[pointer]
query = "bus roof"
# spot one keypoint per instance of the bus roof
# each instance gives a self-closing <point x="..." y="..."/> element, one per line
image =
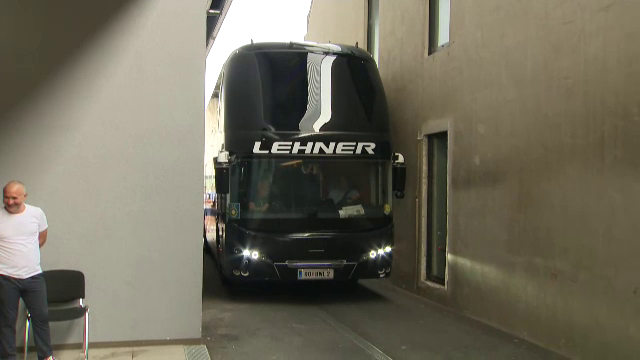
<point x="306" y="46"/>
########
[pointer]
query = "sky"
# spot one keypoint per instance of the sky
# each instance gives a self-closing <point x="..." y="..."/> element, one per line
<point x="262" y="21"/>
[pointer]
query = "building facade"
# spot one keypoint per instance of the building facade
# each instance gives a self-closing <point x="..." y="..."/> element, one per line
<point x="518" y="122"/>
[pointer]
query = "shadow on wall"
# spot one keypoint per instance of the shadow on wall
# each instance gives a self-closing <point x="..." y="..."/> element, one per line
########
> [Instructions for the task]: Give the number of lines in the entries above that contain the string "building", matching case exactly. Reply with the number alone.

> [Complete output]: 2